REQUIRED ACTIONS:
1: Translate this sentence from the Best Actress contenders article below into Spanish: "Sundance was last month and gave us a few potential titles to work with so let’s take a look at what 2020 is going to bring for Best Actress contenders."
2: Write a continuation of the article on 2020 Best Actress contenders below, picking up after its final paragraph.

TEXT BLOCK:
*-*-*

The paint isn’t dry from last weekend’s Oscars (truly one of the all-time greatest sets of wins) and we’re back in the mix. Sundance was last month and gave us a few potential titles to work with so let’s take a look at what 2020 is going to bring for Best Actress contenders.

This year looks to be a wealth of potential returning nominees and winners to the Best Actress circle, some very recent, some making the possible graduation from supporting to lead. Frances McDormand already has two Best Actress Oscars and she’ll challenge Meryl Streep for a third in the new Chloé Zhao film Nomadland from Searchlight Pictures. Nomadland seems primed for a healthy festival run and Searchlight (formerly Fox Searchlight) excels in the Oscar race, including being the studio that got McDormand her most recent win (2017’s Three Billboards). McDormand also has Macbeth with Denzel Washington and helmed by husband Joel Coen and A24 but it might be a 2021 release. Searchlight also has the new film from Oscar winner Guillermo del Toro, Nightmare Alley which stars two-time Oscar winner Cate Blanchett and Oscar nominee Rooney Mara in the Carol reunion we all deserve and Oscar nominee Jessica Chastain as Tammy Faye Bakker in the feature film adaptation of the documentary The Eyes of Tammy Faye.

The Sundance Film Festival brought us potential contenders Elisabeth Moss in Shirley from Josephine Decker (Madeline’s Madeline), which just got picked up by Neon; Sidney Flanigan in Never Rarely Sometimes Always from Eliza Hittman (Beach Rats), set for distribution by Focus Features and Evan Rachel Wood in Kajillionaire from Miranda July (Me and You and Everyone We Know), also from Focus.

Margot Robbie earned her second Oscar nomination this year with Bombshell and even found herself double-nominated at BAFTA with it and Once Upon a Time in Hollywood. This year, her rising star will continue to break through with a possible lead nomination in the Untitled David O. Russell from 20 Century with Oscar winner Christian Bale and Michael B. Jordan. The film isn’t set to start shooting until April but Russell turned around American Hustle with haste and got it 10 Oscar nominations. Now, all of this isn’t even set in stone yet (the project isn’t even on anyone’s imdb page yet) but it’s worth earmarking for Robbie, who is going to have a super busy year with the new The Suicide Squad shooting underway and multiple upcoming projects announced, including the Barbie movie for Greta Gerwig.

Oscar winner Viola Davis will be back this year, this time for Netflix, in Ma Rainey’s Black Bottom for George C. Wolfe (The Immortal Life of Henrietta Lacks), which details the life of Ma “Queen of the Blues” Rainey in 1927 Chicago. Davis also has a new, as of yet untitled film with Oscar winner Sandra Bullock for Nora Fingscheidt and written by Oscar winner Christopher McQuarrie. I’m keeping an eye out on that one for both actresses. It’s also from Netflix.

*-*-*

SUPPLIED DATA:
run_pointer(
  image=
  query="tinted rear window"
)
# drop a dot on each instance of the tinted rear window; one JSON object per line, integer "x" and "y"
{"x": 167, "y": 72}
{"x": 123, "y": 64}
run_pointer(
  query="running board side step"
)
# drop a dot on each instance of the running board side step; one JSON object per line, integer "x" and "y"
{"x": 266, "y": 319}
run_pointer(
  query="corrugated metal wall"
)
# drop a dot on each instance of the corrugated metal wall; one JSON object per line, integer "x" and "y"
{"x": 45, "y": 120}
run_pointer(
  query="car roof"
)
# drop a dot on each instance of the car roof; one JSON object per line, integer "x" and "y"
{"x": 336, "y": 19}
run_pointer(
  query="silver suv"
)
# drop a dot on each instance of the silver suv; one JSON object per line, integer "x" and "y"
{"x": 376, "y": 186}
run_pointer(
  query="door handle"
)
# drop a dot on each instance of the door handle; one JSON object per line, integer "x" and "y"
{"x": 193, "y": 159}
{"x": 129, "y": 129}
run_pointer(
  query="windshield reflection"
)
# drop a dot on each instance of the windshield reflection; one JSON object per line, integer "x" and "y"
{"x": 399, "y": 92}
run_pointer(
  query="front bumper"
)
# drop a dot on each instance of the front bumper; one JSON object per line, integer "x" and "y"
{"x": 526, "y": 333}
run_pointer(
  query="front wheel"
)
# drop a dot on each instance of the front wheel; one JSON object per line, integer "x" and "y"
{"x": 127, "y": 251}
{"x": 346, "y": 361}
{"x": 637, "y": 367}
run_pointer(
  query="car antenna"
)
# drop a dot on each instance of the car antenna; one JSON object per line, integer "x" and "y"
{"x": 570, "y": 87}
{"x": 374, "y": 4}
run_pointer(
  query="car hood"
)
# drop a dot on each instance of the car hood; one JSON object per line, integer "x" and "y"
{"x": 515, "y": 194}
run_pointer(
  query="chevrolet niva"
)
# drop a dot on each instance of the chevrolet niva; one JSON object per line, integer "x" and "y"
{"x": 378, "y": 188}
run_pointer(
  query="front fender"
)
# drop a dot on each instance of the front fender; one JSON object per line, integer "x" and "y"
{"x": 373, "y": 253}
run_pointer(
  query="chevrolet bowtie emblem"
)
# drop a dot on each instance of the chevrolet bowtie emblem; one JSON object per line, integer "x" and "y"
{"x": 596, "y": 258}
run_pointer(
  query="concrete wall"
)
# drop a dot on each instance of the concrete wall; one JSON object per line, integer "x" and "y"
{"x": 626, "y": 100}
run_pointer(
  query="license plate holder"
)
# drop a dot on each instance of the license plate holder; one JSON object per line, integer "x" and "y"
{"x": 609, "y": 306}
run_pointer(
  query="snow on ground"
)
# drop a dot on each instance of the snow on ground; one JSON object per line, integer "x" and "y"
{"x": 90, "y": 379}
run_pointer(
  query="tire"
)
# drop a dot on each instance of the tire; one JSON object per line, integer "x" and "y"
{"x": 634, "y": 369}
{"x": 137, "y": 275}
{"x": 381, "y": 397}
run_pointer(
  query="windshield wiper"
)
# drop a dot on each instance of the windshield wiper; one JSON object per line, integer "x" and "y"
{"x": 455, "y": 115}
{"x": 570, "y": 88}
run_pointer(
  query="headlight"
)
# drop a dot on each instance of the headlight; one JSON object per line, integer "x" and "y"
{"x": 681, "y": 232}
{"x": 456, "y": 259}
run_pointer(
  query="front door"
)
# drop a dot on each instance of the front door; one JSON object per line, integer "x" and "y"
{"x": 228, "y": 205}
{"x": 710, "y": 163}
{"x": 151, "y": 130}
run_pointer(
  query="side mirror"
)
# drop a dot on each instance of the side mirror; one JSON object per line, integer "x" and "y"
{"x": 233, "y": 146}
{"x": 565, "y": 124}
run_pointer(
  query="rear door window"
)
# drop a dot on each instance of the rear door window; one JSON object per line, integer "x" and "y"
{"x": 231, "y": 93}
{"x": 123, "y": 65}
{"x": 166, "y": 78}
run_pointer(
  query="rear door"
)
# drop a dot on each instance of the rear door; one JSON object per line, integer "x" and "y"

*-*-*

TASK ANSWERS:
1: Sundance fue el mes pasado y nos dio algunos títulos potenciales con los que trabajar, así que echemos un vistazo a lo que 2020 va a traer para las contendientes a Mejor Actriz.

2:
Speaking of Netflix, they’re not short on contenders once again this year. After winning their first acting Oscar last weekend (Laura Dern in Supporting Actress for Marriage Story), this year they’ll have Amy Adams and Glenn Close in Hillbilly Elegy directed by Oscar winner Ron Howard. Both Adams and Close are perennial Oscar nominees without wins at 6 and 7 each, respectively. Knives Out breakout star Ana de Armas has the Marilyn Monroe biopic Blonde from Andrew Dominick (Killing Them Softly) but don’t expect a soft-shoed Judy here, I hear Blonde is wildly weird and experimental. Still, de Armas also has the new Bond film, Dark Water from 20th Century and is really poised for a great year. Ryan Murphy has the film adaptation of the Broadway smash The Prom and a lineup that ranges from three-time Oscar winner Meryl Streep to newcomer Jo Ellen Pellman in this category. Jessie Buckley had a great year with Wild Rose, which earned her a BAFTA nomination, and this year she’ll have I’m Thinking of Ending Things, the long-awaited return from Oscar winner Charlie Kaufman (Eternal Sunshine of the Spotless Mind) about a woman who is trying to figure out how to break up with her boyfriend to rethink her life. It co-stars Jesse Plemons, Toni Collette and David Thewlis.

Passing, the directorial debut of actress and writer Rebecca Hall (Christine), follows the unexpected reunion of two high school friends, whose renewed acquaintance ignites a mutual obsession that threatens both of their carefully constructed realities and could be a bounty for its stars Tessa Thompson and Oscar nominee Ruth Negga.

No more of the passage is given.